What you will do => Produce a character-for-character copy of the data below.

══ The data

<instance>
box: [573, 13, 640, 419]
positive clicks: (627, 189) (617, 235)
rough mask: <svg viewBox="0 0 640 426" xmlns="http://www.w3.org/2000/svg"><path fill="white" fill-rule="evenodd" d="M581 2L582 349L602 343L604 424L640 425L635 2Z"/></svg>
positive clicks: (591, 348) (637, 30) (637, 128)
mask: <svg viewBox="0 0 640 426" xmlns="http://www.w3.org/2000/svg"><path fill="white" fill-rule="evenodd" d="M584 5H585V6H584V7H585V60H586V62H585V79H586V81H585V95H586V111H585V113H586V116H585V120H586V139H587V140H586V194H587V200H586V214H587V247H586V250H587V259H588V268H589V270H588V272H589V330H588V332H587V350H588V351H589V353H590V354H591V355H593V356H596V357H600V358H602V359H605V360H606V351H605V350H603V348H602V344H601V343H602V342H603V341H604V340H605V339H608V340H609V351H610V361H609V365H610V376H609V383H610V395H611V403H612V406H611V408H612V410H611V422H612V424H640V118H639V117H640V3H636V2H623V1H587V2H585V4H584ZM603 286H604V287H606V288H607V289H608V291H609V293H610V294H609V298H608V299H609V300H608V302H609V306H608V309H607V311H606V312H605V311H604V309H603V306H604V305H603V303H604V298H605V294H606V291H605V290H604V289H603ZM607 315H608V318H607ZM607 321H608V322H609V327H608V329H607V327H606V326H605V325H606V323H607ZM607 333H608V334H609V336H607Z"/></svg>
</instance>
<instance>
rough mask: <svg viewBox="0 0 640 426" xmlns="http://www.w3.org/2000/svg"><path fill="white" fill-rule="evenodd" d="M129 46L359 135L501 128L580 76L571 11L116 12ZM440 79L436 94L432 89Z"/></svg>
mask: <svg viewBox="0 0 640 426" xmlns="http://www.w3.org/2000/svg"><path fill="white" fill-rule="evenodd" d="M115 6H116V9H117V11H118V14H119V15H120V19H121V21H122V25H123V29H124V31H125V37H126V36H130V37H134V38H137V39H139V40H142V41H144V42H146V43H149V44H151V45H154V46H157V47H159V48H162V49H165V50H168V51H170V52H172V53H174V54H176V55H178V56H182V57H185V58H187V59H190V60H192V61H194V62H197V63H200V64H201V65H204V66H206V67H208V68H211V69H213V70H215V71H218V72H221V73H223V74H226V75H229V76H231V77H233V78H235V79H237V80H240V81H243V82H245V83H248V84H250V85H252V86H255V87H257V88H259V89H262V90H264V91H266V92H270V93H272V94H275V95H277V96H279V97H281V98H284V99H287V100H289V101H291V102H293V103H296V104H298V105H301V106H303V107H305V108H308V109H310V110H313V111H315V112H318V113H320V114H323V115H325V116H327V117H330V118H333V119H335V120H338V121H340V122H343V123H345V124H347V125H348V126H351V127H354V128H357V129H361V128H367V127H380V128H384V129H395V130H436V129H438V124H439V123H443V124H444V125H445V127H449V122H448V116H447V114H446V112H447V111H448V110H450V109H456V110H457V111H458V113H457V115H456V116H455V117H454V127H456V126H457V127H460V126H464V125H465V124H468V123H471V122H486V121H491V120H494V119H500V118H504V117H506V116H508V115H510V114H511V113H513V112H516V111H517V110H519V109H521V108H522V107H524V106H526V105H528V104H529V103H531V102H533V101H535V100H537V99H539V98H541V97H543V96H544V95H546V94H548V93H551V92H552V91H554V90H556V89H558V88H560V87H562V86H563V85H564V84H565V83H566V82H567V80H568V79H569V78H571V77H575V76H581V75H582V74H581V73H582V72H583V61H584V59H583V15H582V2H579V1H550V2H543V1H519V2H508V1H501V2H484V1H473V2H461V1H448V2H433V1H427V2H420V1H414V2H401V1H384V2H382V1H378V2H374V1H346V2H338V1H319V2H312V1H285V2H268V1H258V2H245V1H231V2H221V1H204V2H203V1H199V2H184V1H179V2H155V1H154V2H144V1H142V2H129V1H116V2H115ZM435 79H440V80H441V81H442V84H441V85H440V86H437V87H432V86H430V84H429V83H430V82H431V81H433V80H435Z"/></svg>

════

Response below =>
<instance>
box: [573, 13, 640, 419]
positive clicks: (627, 189) (617, 235)
rough mask: <svg viewBox="0 0 640 426" xmlns="http://www.w3.org/2000/svg"><path fill="white" fill-rule="evenodd" d="M581 2L582 349L602 343L604 424L640 425L635 2Z"/></svg>
positive clicks: (591, 348) (637, 30) (637, 128)
mask: <svg viewBox="0 0 640 426" xmlns="http://www.w3.org/2000/svg"><path fill="white" fill-rule="evenodd" d="M584 5H585V6H584V7H585V60H586V62H585V79H586V81H585V95H586V111H585V113H586V116H585V120H586V139H587V140H586V194H587V200H586V214H587V247H586V250H587V259H588V268H589V270H588V272H589V330H588V332H587V350H588V351H589V353H590V354H591V355H593V356H596V357H600V358H602V359H605V360H606V351H605V350H603V348H602V344H601V343H602V342H603V341H604V340H605V339H608V340H609V351H610V361H609V365H610V376H609V383H610V395H611V403H612V406H611V408H612V410H611V422H612V424H640V118H639V117H640V3H636V2H623V1H587V2H585V4H584ZM603 286H604V287H606V288H607V289H608V291H609V293H610V294H609V298H608V299H609V300H608V302H609V306H608V309H607V311H606V312H605V311H604V309H603V306H604V305H603V303H604V298H605V294H606V291H605V290H604V289H603ZM607 315H608V318H607ZM607 321H608V322H609V327H608V329H607V327H606V326H605V325H606V323H607ZM607 333H608V334H609V336H607Z"/></svg>
</instance>
<instance>
rough mask: <svg viewBox="0 0 640 426" xmlns="http://www.w3.org/2000/svg"><path fill="white" fill-rule="evenodd" d="M129 46L359 135L501 128L580 76L571 11L116 12ZM440 79L436 94L432 89Z"/></svg>
mask: <svg viewBox="0 0 640 426" xmlns="http://www.w3.org/2000/svg"><path fill="white" fill-rule="evenodd" d="M115 6H116V9H117V11H118V14H119V15H120V19H121V21H122V25H123V29H124V31H125V37H126V36H130V37H134V38H137V39H139V40H142V41H144V42H146V43H149V44H151V45H154V46H157V47H159V48H162V49H165V50H168V51H170V52H172V53H174V54H176V55H178V56H182V57H185V58H187V59H190V60H192V61H194V62H197V63H200V64H201V65H204V66H206V67H208V68H211V69H213V70H215V71H218V72H221V73H223V74H226V75H229V76H231V77H233V78H235V79H237V80H240V81H243V82H245V83H248V84H250V85H252V86H255V87H257V88H259V89H262V90H264V91H266V92H270V93H272V94H275V95H277V96H279V97H281V98H284V99H287V100H289V101H291V102H293V103H296V104H298V105H301V106H303V107H305V108H308V109H310V110H313V111H315V112H318V113H320V114H323V115H325V116H327V117H330V118H333V119H335V120H338V121H340V122H343V123H345V124H347V125H348V126H351V127H354V128H357V129H361V128H367V127H380V128H384V129H395V130H436V129H438V124H439V123H443V124H444V125H445V127H449V122H448V116H447V114H446V112H447V111H448V110H450V109H456V110H457V111H458V113H457V115H456V116H455V117H454V127H456V126H457V127H460V126H464V125H465V124H468V123H471V122H486V121H491V120H494V119H500V118H504V117H506V116H508V115H510V114H511V113H513V112H516V111H517V110H519V109H521V108H522V107H524V106H526V105H528V104H529V103H531V102H533V101H535V100H537V99H539V98H541V97H543V96H544V95H546V94H548V93H551V92H552V91H554V90H556V89H558V88H560V87H562V86H563V85H564V84H565V83H566V82H567V80H568V79H569V78H571V77H575V76H581V75H582V74H581V73H582V72H583V61H584V59H583V15H582V2H579V1H550V2H543V1H519V2H508V1H501V2H484V1H473V2H461V1H448V2H433V1H427V2H420V1H414V2H401V1H384V2H382V1H378V2H374V1H346V2H338V1H319V2H312V1H285V2H268V1H258V2H245V1H231V2H221V1H204V2H203V1H199V2H184V1H179V2H155V1H154V2H144V1H142V2H129V1H116V2H115ZM435 79H440V80H441V81H442V84H441V85H440V86H437V87H432V86H430V84H429V83H430V82H431V81H433V80H435Z"/></svg>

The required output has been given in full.